Material to process:
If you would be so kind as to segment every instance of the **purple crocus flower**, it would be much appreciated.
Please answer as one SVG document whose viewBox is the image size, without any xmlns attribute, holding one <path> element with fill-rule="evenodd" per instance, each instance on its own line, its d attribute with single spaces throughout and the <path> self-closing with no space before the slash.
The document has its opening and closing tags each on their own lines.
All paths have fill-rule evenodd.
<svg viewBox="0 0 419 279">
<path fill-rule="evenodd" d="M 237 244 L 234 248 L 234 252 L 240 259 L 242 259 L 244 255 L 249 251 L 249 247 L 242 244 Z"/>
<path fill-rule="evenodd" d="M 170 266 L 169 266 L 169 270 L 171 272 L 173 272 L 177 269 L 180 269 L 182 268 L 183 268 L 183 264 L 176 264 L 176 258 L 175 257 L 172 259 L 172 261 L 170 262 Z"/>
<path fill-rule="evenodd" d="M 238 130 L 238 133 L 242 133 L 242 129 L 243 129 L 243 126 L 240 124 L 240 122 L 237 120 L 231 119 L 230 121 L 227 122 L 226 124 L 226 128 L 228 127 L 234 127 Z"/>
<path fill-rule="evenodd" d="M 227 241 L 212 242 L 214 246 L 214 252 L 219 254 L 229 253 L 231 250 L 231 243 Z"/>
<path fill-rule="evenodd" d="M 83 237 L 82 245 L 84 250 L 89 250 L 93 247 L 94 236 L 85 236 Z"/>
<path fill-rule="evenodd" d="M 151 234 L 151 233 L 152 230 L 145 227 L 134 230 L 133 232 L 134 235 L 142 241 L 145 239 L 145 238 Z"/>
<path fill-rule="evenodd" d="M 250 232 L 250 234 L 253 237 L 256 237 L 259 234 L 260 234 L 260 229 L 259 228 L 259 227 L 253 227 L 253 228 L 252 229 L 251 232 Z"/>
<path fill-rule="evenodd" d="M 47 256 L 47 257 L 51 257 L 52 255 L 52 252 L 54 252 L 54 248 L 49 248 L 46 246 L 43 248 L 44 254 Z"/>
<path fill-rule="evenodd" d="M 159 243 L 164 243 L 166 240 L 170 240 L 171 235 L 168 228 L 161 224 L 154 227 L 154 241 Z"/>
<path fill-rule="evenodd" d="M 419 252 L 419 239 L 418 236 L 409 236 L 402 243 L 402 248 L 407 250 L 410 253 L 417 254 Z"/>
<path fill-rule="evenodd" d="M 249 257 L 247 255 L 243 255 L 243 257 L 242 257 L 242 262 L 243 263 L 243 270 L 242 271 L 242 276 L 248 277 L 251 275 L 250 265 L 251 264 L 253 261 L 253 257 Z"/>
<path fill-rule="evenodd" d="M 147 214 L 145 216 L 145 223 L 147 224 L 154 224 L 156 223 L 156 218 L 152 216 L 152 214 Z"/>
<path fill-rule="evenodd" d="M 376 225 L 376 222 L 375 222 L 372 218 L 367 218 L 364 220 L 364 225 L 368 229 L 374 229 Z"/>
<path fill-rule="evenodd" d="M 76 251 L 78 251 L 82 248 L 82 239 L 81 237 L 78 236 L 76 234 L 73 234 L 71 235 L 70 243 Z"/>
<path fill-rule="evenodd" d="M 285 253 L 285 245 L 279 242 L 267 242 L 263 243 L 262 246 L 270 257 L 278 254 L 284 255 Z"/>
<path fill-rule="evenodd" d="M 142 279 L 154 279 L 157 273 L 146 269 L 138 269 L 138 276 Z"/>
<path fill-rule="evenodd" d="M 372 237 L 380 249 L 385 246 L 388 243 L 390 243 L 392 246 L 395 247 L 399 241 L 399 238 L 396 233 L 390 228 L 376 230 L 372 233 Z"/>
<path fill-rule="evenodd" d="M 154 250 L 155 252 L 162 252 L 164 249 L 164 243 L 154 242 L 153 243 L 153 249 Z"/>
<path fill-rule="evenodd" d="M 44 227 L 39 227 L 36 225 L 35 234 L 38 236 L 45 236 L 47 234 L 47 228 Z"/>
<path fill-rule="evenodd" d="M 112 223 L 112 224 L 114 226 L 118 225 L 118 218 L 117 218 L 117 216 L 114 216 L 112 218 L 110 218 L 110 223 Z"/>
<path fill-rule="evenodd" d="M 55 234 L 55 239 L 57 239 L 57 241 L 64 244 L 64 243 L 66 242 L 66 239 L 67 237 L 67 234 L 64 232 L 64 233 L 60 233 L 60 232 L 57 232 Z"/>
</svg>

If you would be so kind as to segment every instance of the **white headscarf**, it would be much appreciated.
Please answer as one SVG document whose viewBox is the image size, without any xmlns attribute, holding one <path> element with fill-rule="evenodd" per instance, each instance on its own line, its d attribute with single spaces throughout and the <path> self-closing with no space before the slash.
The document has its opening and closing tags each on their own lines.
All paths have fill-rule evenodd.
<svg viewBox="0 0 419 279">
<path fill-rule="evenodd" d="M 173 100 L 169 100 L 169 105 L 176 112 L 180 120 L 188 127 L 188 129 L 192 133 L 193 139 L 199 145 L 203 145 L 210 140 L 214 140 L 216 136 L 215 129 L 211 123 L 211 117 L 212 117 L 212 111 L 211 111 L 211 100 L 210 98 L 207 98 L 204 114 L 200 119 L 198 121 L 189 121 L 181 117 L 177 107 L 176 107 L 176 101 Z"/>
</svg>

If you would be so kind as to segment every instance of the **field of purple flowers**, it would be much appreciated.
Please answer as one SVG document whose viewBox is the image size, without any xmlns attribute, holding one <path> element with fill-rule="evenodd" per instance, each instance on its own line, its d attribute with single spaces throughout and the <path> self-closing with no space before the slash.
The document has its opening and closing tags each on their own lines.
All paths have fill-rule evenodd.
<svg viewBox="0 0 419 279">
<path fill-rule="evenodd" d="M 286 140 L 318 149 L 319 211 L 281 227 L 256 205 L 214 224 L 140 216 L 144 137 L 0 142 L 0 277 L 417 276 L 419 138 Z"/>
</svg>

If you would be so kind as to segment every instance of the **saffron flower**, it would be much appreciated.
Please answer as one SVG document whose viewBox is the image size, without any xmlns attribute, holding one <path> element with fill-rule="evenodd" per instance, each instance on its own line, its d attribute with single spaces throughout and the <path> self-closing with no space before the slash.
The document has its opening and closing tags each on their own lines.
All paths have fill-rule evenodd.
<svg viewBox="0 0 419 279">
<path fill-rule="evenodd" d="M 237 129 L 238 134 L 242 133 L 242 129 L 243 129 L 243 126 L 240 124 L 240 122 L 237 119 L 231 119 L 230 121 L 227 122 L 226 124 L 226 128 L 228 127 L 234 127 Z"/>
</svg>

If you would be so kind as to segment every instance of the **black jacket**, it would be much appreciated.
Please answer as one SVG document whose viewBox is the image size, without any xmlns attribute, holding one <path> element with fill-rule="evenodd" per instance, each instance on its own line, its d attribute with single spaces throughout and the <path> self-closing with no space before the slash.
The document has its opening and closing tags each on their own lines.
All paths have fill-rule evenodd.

Written instruction:
Convert the lines of the records into a Markdown table, starting at the beginning of the records and ending at the line that contains "419 252 L 419", both included. Use the columns Row and Line, giving each line a row number and omitting any blank lines.

Complete output:
| Row | Line |
|---|---|
| 1 | If you would be so kind as to segment every instance of the **purple crocus flower**, it would be much appreciated. |
| 2 | Please answer as one SVG document whose viewBox is the image size, without any xmlns attribute, holding one <path> element with fill-rule="evenodd" per instance, each instance on its own line, its d attribute with single spaces throughout and the <path> self-closing with no space before the slash. |
| 3 | The document has its opening and closing tags each on their own lines. |
| 4 | All paths have fill-rule evenodd. |
| 5 | <svg viewBox="0 0 419 279"> |
| 6 | <path fill-rule="evenodd" d="M 237 244 L 234 248 L 234 252 L 240 259 L 242 259 L 244 255 L 249 251 L 249 247 L 242 244 Z"/> |
| 7 | <path fill-rule="evenodd" d="M 170 266 L 169 266 L 169 270 L 171 272 L 173 272 L 177 269 L 180 269 L 182 268 L 183 268 L 183 264 L 176 264 L 176 258 L 175 257 L 172 259 L 172 261 L 170 262 Z"/> |
| 8 | <path fill-rule="evenodd" d="M 238 130 L 238 133 L 242 133 L 242 129 L 243 129 L 243 126 L 240 124 L 240 122 L 237 120 L 231 119 L 230 121 L 227 122 L 226 124 L 226 128 L 228 127 L 234 127 Z"/> |
| 9 | <path fill-rule="evenodd" d="M 227 241 L 212 242 L 214 246 L 214 252 L 219 254 L 229 253 L 231 250 L 231 243 Z"/> |
| 10 | <path fill-rule="evenodd" d="M 83 237 L 82 245 L 84 250 L 89 250 L 93 247 L 94 236 L 85 236 Z"/> |
| 11 | <path fill-rule="evenodd" d="M 151 234 L 151 233 L 152 230 L 145 227 L 134 230 L 133 232 L 134 235 L 142 241 L 145 239 L 145 238 Z"/> |
| 12 | <path fill-rule="evenodd" d="M 250 232 L 250 234 L 253 237 L 256 237 L 259 234 L 260 234 L 260 229 L 259 228 L 259 227 L 253 227 L 253 228 L 252 229 L 251 232 Z"/> |
| 13 | <path fill-rule="evenodd" d="M 47 256 L 47 257 L 51 257 L 52 255 L 52 252 L 54 252 L 54 248 L 49 248 L 46 246 L 43 248 L 44 254 Z"/> |
| 14 | <path fill-rule="evenodd" d="M 159 243 L 164 243 L 166 240 L 170 240 L 171 235 L 168 228 L 161 224 L 154 227 L 154 241 Z"/> |
| 15 | <path fill-rule="evenodd" d="M 419 252 L 419 239 L 418 236 L 409 236 L 402 243 L 402 248 L 407 250 L 410 253 L 417 254 Z"/> |